Me llama la atención el cuidado consciente o inconsciente con que se eluden las palabras comunista y comunismo, como si no hubiera conexión alguna entre los crímenes y la ideología en cuyo nombre se han cometido. ¿Se habla de los crímenes de Hitler sin relacionarlos con el nazismo? ¿Nos parecería lícito que se dejara de mencionar la ideología fascista al estudiar el régimen de Franco? Merecidamente, fascismo y nazismo son palabras infectadas para siempre por el historial de los regímenes monstruosos que las esgrimieron. El comunismo, en cambio, parece una ideología impermeable: sus ideales, su fraseología, no sufren el menor descrédito, al menos en España, en virtud de todos los horrores cometidos en su nombre: el Gulag, los millones de muertos de hambre a consecuencia de la colectivización de la agricultura en la URSS, en China o en Corea del Norte, las tiranías genocidas, el culto delirante a las figuras de dirigentes convertido en ídolos, multiplicados en estatuas de bronce y omnipresentes retratos. Lo que hicieron en Camboya los Jemeres Rojos durante cuatro años fue una tentativa rigurosa de aplicación del comunismo; para lograrlo, hombres cultivados que habían estudiado en La Sorbona decretaron la abolición del conocimiento, arruinaron la agricultura y la economía entera de un país, deportaron a la población entera de la capital, para someterla a la reeducación igualitaria y campesina. No asesinaron por sadismo: lo hicieron, como Stalin o Mao, con la firme convicción de que contribuían a mejorar el mundo. Y cuando las noticias de sus crímenes empezaron a filtrarse fuera de Camboya la opinión progresista occidental no les dio crédito.

-- Actividades --
A. ¿Qué países se nombran en el texto sobre el comunismo? Enumérelos todos en el orden en que aparecen.
B. ¿Coinciden con el texto sobre el comunismo estas afirmaciones? Responda sí o no a cada una y cite las palabras del texto que lo deciden. (i) Los Jemeres Rojos asesinaron por sadismo. (ii) Entre quienes actuaron en Camboya había hombres que habían estudiado en La Sorbona. (iii) La opinión progresista occidental creyó las noticias de los crímenes cometidos en Camboya.

-- Datos sin procesar --
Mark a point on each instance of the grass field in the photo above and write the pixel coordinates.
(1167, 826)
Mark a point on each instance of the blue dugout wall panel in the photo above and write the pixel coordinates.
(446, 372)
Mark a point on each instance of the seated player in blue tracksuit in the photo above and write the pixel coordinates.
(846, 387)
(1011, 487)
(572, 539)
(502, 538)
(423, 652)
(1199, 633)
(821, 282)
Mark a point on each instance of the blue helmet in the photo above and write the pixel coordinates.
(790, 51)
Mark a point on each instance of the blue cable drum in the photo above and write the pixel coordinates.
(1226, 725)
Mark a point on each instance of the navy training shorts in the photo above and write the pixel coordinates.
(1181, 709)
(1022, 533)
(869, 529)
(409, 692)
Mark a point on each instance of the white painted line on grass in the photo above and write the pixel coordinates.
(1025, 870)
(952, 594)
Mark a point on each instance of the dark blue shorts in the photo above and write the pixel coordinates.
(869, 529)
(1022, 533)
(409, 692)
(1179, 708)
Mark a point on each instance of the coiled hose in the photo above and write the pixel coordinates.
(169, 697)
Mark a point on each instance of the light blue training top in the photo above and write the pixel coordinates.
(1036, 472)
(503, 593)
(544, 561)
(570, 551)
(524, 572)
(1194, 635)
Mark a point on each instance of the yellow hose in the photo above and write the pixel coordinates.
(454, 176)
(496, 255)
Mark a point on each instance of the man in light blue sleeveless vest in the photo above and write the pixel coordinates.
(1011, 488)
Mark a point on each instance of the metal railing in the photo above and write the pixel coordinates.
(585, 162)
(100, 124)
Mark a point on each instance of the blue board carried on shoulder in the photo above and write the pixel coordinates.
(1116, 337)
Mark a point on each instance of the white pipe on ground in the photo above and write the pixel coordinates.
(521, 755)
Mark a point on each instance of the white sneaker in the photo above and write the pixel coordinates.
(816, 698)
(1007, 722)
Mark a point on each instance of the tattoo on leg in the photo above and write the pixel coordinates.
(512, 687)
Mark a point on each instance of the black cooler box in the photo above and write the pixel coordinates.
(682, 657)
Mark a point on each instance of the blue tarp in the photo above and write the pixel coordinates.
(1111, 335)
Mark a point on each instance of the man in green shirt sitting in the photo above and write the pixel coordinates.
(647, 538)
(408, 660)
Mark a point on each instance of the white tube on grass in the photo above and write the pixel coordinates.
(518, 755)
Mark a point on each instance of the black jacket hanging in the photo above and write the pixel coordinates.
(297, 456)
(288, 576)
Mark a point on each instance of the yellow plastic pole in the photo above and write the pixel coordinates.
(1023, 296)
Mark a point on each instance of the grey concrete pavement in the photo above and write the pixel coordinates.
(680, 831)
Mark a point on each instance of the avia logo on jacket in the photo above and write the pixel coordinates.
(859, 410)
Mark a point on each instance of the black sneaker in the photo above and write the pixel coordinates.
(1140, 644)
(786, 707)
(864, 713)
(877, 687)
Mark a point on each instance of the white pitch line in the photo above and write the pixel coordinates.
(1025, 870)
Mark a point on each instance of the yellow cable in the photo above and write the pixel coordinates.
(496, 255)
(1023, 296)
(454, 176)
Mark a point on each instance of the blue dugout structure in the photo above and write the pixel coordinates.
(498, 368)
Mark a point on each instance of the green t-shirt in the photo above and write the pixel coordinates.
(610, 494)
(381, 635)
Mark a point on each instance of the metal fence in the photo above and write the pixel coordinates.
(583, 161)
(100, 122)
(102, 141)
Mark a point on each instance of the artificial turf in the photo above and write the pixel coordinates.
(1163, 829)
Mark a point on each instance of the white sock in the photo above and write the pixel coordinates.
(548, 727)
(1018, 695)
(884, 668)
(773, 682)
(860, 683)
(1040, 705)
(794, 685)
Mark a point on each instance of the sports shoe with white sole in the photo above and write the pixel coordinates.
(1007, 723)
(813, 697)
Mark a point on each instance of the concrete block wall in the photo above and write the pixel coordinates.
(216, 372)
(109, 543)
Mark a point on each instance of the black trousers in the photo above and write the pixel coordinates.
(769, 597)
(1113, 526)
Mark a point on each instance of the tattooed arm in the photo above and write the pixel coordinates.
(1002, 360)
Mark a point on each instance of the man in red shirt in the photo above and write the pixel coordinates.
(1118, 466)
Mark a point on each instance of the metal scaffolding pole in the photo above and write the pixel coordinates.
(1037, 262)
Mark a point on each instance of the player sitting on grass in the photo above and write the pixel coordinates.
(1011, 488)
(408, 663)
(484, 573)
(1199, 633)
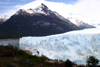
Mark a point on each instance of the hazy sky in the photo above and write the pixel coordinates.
(82, 9)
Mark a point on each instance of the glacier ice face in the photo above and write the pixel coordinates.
(75, 45)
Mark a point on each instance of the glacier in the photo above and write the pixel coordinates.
(75, 45)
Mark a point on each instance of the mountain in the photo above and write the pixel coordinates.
(95, 23)
(35, 22)
(3, 19)
(80, 23)
(75, 45)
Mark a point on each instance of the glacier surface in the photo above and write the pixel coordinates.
(74, 45)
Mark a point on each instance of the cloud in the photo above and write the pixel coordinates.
(22, 0)
(5, 3)
(82, 9)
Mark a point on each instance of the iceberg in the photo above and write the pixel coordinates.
(75, 45)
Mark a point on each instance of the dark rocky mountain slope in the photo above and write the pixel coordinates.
(35, 22)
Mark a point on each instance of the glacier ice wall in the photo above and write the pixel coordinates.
(75, 45)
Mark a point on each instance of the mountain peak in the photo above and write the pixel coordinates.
(44, 6)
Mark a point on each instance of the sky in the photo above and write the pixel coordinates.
(82, 9)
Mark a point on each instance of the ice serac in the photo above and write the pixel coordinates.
(75, 45)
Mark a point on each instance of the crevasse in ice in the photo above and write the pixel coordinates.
(74, 45)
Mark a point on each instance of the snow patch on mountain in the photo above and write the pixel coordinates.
(75, 45)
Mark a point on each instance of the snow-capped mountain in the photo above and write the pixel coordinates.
(80, 23)
(40, 21)
(3, 19)
(75, 45)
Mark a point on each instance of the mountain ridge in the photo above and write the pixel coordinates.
(24, 23)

-- Soluciones --
A. España, la URSS, China, Corea del Norte y Camboya.

B.
(i) No: «No asesinaron por sadismo».
(ii) Sí: «hombres cultivados que habían estudiado en La Sorbona».
(iii) No: «la opinión progresista occidental no les dio crédito».